[Collected data]
┄┄┄┄┄┄┄┄┄┄┄┄┄┄┄┄┄┄┄┄

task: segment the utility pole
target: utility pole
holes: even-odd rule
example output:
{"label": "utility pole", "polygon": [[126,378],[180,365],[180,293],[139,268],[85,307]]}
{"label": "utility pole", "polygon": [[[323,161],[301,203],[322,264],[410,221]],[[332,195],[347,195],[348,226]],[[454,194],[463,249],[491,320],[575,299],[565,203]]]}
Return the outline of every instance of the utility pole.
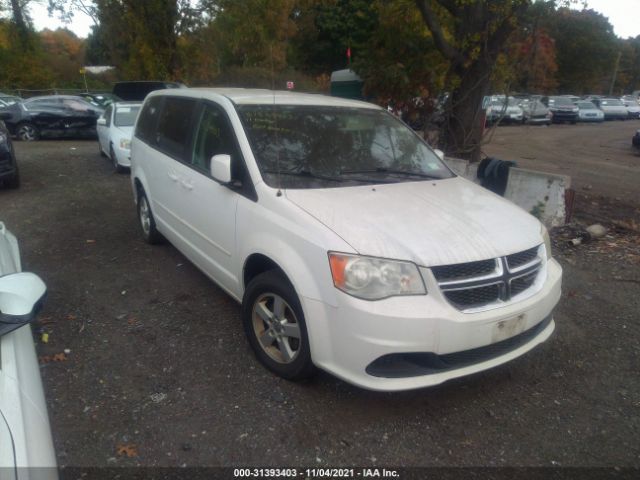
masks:
{"label": "utility pole", "polygon": [[620,66],[620,57],[622,57],[622,51],[618,52],[616,58],[616,66],[613,67],[613,78],[611,78],[611,86],[609,87],[609,96],[613,95],[613,87],[616,84],[616,77],[618,76],[618,67]]}

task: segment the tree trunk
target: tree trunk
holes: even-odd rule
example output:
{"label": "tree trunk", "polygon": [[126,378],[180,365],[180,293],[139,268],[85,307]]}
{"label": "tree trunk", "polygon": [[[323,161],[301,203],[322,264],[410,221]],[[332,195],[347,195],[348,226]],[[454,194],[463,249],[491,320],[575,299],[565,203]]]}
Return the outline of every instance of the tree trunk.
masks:
{"label": "tree trunk", "polygon": [[23,48],[29,46],[29,29],[27,28],[27,22],[24,19],[24,11],[20,0],[11,0],[11,12],[13,14],[13,23],[16,24],[18,35],[20,37],[20,43]]}
{"label": "tree trunk", "polygon": [[479,161],[484,133],[481,106],[491,86],[491,65],[481,57],[467,67],[454,66],[449,75],[460,78],[460,84],[451,92],[446,109],[448,117],[443,133],[447,153]]}

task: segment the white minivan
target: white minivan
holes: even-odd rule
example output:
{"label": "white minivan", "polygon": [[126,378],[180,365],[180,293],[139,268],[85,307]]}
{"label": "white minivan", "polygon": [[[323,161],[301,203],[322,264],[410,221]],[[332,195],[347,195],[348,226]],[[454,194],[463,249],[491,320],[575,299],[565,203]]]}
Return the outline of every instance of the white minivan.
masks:
{"label": "white minivan", "polygon": [[378,106],[246,89],[149,94],[131,145],[147,242],[242,304],[258,359],[372,390],[512,360],[554,330],[534,217],[456,176]]}

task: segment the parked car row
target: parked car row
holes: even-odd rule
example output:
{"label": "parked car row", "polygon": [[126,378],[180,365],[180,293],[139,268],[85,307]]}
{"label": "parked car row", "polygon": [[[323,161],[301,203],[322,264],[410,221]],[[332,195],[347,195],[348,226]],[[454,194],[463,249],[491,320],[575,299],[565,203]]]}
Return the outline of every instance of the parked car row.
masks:
{"label": "parked car row", "polygon": [[589,95],[494,95],[485,100],[486,122],[545,124],[603,122],[640,118],[640,103],[635,97],[608,98]]}

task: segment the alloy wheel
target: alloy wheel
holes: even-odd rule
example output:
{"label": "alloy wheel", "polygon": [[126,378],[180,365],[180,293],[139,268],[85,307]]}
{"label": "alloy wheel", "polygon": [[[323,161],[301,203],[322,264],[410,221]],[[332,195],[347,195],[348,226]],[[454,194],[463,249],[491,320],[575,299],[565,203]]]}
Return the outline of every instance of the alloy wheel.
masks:
{"label": "alloy wheel", "polygon": [[149,209],[149,202],[144,195],[140,197],[140,225],[142,225],[142,231],[146,236],[151,233],[151,210]]}
{"label": "alloy wheel", "polygon": [[275,293],[260,295],[253,304],[253,332],[264,352],[282,364],[300,351],[300,324],[291,306]]}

┄┄┄┄┄┄┄┄┄┄┄┄┄┄┄┄┄┄┄┄

Search the data for "Return the outline of every instance of the parked". Beginning with that line, set down every line through the last exactly.

=== Output of the exercise ===
Return the outline of every instance of the parked car row.
masks:
{"label": "parked car row", "polygon": [[589,95],[494,95],[485,100],[486,122],[545,124],[603,122],[640,118],[640,103],[635,97],[608,98]]}

task: segment the alloy wheel
target: alloy wheel
holes: even-odd rule
example output:
{"label": "alloy wheel", "polygon": [[126,378],[180,365],[180,293],[139,268],[85,307]]}
{"label": "alloy wheel", "polygon": [[[323,161],[301,203],[322,264],[410,221]],[[332,195],[347,195],[348,226]],[[454,194],[463,249],[491,320],[575,299],[565,203]]]}
Return the outline of every instance of the alloy wheel.
masks:
{"label": "alloy wheel", "polygon": [[149,209],[149,202],[144,195],[140,197],[140,225],[142,225],[142,231],[146,236],[151,233],[151,210]]}
{"label": "alloy wheel", "polygon": [[275,293],[260,295],[253,304],[253,332],[264,352],[282,364],[300,351],[300,324],[291,306]]}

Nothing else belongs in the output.